Extracted data entries:
"""

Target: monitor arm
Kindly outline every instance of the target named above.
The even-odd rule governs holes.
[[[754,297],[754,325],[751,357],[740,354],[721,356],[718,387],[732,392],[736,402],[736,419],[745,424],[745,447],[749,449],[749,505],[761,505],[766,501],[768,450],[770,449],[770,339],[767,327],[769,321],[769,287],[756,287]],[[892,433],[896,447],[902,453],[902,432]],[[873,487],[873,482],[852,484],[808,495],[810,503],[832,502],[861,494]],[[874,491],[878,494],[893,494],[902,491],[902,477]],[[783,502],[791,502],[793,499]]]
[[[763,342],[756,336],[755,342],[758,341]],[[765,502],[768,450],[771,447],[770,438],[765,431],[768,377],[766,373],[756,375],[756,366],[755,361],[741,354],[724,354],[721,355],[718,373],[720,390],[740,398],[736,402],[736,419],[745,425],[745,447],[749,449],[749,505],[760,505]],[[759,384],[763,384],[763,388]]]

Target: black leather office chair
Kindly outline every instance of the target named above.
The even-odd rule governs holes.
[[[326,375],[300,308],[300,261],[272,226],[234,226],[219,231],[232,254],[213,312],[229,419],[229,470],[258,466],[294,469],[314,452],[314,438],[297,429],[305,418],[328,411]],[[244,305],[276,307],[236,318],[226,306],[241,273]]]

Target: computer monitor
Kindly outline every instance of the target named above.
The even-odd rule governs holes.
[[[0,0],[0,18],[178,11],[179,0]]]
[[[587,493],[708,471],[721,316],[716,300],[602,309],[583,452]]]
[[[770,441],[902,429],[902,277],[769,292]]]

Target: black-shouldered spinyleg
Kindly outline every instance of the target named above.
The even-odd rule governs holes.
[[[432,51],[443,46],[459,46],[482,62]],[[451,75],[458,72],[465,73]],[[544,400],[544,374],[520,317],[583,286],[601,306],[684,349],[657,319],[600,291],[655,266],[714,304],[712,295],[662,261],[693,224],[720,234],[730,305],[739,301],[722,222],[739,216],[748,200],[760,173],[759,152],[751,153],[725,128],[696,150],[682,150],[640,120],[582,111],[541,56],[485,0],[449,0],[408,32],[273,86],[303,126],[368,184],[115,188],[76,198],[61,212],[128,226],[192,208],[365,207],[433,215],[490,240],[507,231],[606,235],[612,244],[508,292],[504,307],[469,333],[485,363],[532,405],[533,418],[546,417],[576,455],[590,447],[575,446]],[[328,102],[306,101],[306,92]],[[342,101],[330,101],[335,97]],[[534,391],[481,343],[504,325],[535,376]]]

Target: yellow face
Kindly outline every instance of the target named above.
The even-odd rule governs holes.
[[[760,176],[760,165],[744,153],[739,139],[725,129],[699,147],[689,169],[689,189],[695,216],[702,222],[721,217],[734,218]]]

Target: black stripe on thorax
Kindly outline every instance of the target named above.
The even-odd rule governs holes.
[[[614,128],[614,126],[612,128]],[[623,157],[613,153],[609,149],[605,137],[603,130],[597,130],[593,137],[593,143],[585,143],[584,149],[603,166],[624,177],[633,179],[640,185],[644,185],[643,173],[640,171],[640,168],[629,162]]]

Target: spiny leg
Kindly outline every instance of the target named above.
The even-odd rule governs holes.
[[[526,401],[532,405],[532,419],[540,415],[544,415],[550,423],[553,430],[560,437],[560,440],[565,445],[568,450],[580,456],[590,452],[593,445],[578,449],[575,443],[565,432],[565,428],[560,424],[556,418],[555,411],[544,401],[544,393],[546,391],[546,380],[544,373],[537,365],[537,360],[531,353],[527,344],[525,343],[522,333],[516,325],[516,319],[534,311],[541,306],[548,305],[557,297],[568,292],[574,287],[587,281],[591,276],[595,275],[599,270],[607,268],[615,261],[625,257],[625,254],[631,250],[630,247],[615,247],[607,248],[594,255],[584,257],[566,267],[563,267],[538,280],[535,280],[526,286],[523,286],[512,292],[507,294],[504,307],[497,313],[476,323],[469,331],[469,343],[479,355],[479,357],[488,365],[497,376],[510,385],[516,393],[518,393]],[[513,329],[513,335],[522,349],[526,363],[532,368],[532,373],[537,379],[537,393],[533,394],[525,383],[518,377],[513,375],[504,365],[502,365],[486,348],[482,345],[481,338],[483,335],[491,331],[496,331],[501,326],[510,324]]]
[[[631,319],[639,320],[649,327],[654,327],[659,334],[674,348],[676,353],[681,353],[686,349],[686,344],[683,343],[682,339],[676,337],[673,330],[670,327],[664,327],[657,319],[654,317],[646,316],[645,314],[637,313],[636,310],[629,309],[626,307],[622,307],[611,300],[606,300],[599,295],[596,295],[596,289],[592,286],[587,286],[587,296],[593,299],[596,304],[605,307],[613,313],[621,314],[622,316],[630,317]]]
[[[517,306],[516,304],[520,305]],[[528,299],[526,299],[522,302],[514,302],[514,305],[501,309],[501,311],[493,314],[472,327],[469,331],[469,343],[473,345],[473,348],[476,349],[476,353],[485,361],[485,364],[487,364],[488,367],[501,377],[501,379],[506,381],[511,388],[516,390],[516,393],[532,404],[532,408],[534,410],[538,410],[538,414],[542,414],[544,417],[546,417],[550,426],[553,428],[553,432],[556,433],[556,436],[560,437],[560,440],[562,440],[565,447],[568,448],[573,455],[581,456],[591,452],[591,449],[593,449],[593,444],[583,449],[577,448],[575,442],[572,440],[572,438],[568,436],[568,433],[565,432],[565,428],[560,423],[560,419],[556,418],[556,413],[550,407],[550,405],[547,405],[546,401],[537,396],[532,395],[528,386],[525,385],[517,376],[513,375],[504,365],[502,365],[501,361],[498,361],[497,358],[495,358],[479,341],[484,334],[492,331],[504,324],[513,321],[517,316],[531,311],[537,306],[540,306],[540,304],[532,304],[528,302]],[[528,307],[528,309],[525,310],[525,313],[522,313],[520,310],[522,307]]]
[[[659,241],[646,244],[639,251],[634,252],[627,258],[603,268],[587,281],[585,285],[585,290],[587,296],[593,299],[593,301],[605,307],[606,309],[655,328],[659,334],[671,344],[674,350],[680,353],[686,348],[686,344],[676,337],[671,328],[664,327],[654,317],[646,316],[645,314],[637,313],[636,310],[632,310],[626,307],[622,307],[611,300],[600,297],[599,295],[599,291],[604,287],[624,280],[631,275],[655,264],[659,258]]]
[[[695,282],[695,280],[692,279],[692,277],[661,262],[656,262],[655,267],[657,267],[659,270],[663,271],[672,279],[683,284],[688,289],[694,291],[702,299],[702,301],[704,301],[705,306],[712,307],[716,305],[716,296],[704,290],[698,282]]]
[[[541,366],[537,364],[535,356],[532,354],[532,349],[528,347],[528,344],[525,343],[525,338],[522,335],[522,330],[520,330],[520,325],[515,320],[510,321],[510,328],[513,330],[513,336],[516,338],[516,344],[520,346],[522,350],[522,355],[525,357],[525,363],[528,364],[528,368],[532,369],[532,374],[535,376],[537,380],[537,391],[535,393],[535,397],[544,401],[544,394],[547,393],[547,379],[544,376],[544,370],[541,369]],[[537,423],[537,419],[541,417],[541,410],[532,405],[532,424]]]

"""

Update the material by replacing "even-odd rule" with "nonzero winding rule" and leaving every other line unchanged.

Target: monitor arm
Kindly outline every instance of the target named above.
The nonzero winding rule governs holes.
[[[754,297],[754,325],[751,357],[740,354],[721,356],[718,387],[732,392],[736,402],[736,419],[745,424],[745,447],[749,449],[749,505],[761,505],[766,501],[768,450],[770,449],[770,339],[767,327],[769,321],[769,287],[756,287]],[[892,433],[896,447],[902,453],[902,432]],[[873,487],[873,482],[852,484],[808,495],[810,503],[832,502],[861,494]],[[874,491],[878,494],[893,494],[902,491],[902,477]],[[783,502],[791,502],[793,499]]]
[[[763,342],[756,336],[755,342],[758,341]],[[765,502],[768,450],[771,447],[770,438],[765,431],[768,377],[766,373],[756,375],[756,366],[755,361],[741,354],[724,354],[721,355],[718,373],[720,390],[740,398],[736,402],[736,419],[745,425],[745,447],[749,449],[749,505],[760,505]],[[759,384],[763,384],[763,388]]]

Target: black leather office chair
Kindly outline every instance of the target named above.
The nonzero winding rule governs holes.
[[[326,375],[300,308],[300,261],[272,226],[234,226],[219,231],[232,254],[213,312],[229,419],[229,470],[258,466],[294,469],[314,452],[314,438],[297,429],[305,418],[328,411]],[[244,305],[276,307],[236,318],[226,306],[241,273]]]

Target: computer monitor
Kindly outline every instance of the target named above.
The nonzero winding rule governs holes.
[[[0,0],[0,18],[178,11],[179,0]]]
[[[587,493],[708,471],[721,316],[716,300],[602,309],[583,452]]]
[[[770,441],[902,429],[902,277],[769,292]]]

Target: black-shouldered spinyleg
Kindly outline every instance of the target named above.
The nonzero winding rule governs holes.
[[[432,51],[443,46],[459,46],[482,62]],[[451,75],[458,72],[465,73]],[[544,400],[544,374],[520,317],[583,286],[601,306],[684,349],[657,319],[600,291],[655,266],[714,304],[712,295],[662,261],[693,224],[720,234],[730,305],[739,301],[722,222],[739,216],[748,200],[760,173],[759,152],[751,153],[725,128],[696,150],[682,150],[640,120],[582,111],[541,56],[485,0],[449,0],[408,32],[273,86],[303,126],[368,184],[115,188],[76,198],[61,212],[128,226],[192,208],[365,207],[433,215],[490,240],[507,231],[606,235],[612,244],[508,292],[504,307],[469,333],[485,363],[532,405],[533,418],[546,417],[576,455],[590,447],[575,446]],[[328,102],[306,101],[306,92]],[[342,101],[330,101],[335,97]],[[534,391],[481,343],[504,325],[535,376]]]

Target: yellow face
Kindly outline every instance of the target named above.
The nonzero winding rule governs holes.
[[[760,176],[760,165],[744,153],[739,139],[725,129],[699,147],[689,169],[689,189],[695,216],[702,222],[721,217],[734,218]]]

Target: black stripe on thorax
Kindly outline every instance of the target named above.
The nonzero winding rule governs holes.
[[[614,128],[614,126],[612,128]],[[623,157],[613,153],[609,149],[605,137],[603,130],[597,130],[593,137],[593,143],[585,143],[584,149],[603,166],[624,177],[633,179],[640,185],[644,185],[643,173],[640,171],[640,168],[629,162]]]

Target: spiny leg
Kindly outline every instance of the target named above.
The nonzero winding rule governs holes.
[[[526,401],[532,405],[532,419],[540,415],[544,415],[550,423],[553,430],[560,437],[560,440],[565,445],[568,450],[580,456],[590,452],[593,445],[578,449],[575,443],[565,432],[565,428],[560,424],[556,418],[555,411],[544,401],[544,393],[546,391],[546,380],[544,373],[537,365],[537,360],[531,353],[527,344],[525,343],[522,333],[516,325],[516,319],[534,311],[541,306],[548,305],[557,297],[568,292],[574,287],[587,281],[591,276],[595,275],[599,270],[607,268],[615,261],[625,257],[625,254],[631,250],[630,247],[615,247],[607,248],[594,255],[584,257],[566,267],[563,267],[538,280],[535,280],[526,286],[523,286],[512,292],[507,294],[504,307],[497,313],[476,323],[469,331],[469,343],[479,355],[479,357],[488,365],[497,376],[510,385],[516,393],[518,393]],[[513,329],[513,335],[522,349],[526,363],[532,368],[532,373],[537,379],[537,393],[533,394],[525,383],[518,377],[513,375],[504,365],[502,365],[486,348],[482,345],[481,338],[483,335],[491,331],[496,331],[501,326],[510,324]]]
[[[631,319],[639,320],[649,327],[654,327],[659,334],[674,348],[676,353],[681,353],[686,349],[686,344],[683,343],[682,339],[676,337],[673,330],[670,327],[664,327],[657,319],[654,317],[646,316],[645,314],[637,313],[636,310],[629,309],[626,307],[622,307],[611,300],[606,300],[599,295],[596,295],[596,289],[592,286],[587,286],[587,296],[593,299],[596,304],[605,307],[613,313],[621,314],[622,316],[630,317]]]
[[[517,306],[516,304],[520,305]],[[528,299],[526,299],[522,302],[514,302],[514,305],[501,309],[501,311],[493,314],[472,327],[469,331],[469,343],[473,345],[473,348],[476,349],[476,353],[485,361],[485,364],[487,364],[488,367],[501,377],[501,379],[506,381],[511,388],[516,390],[516,393],[532,404],[532,408],[534,410],[538,410],[538,414],[542,414],[544,417],[546,417],[550,426],[553,428],[553,432],[556,433],[556,436],[560,437],[560,440],[562,440],[565,447],[568,448],[573,455],[581,456],[591,452],[591,449],[593,449],[593,444],[583,449],[577,448],[575,442],[572,440],[572,438],[568,436],[568,433],[565,432],[565,428],[560,423],[560,419],[556,418],[556,413],[550,407],[550,405],[547,405],[546,401],[537,396],[532,395],[528,386],[525,385],[517,376],[513,375],[504,365],[502,365],[501,361],[498,361],[497,358],[495,358],[479,341],[484,334],[492,331],[504,324],[513,321],[517,316],[531,311],[537,306],[540,306],[540,304],[532,304],[528,302]],[[528,307],[528,309],[525,310],[525,313],[522,313],[520,310],[522,307]]]
[[[659,241],[646,244],[639,251],[634,252],[627,258],[603,268],[587,281],[585,285],[585,290],[587,296],[593,299],[593,301],[605,307],[606,309],[655,328],[659,334],[671,344],[674,350],[680,353],[686,348],[686,344],[676,337],[671,328],[664,327],[654,317],[646,316],[645,314],[637,313],[636,310],[632,310],[626,307],[622,307],[611,300],[600,297],[599,295],[599,291],[604,287],[624,280],[631,275],[655,264],[659,258]]]
[[[695,282],[695,280],[692,279],[692,277],[661,262],[656,262],[655,267],[657,267],[659,270],[663,271],[672,279],[683,284],[688,289],[694,291],[702,299],[702,301],[704,301],[705,306],[712,307],[716,305],[716,296],[704,290],[698,282]]]
[[[541,366],[537,364],[535,356],[532,354],[532,349],[528,347],[528,344],[525,343],[525,338],[522,335],[522,330],[520,330],[520,325],[515,320],[510,321],[510,328],[513,330],[513,336],[516,338],[516,344],[520,346],[522,350],[522,355],[525,357],[525,363],[528,364],[528,368],[532,369],[532,374],[535,376],[537,380],[537,391],[535,393],[535,397],[544,401],[544,394],[547,393],[547,379],[544,376],[544,370],[541,369]],[[537,423],[537,419],[541,417],[541,410],[532,405],[532,424]]]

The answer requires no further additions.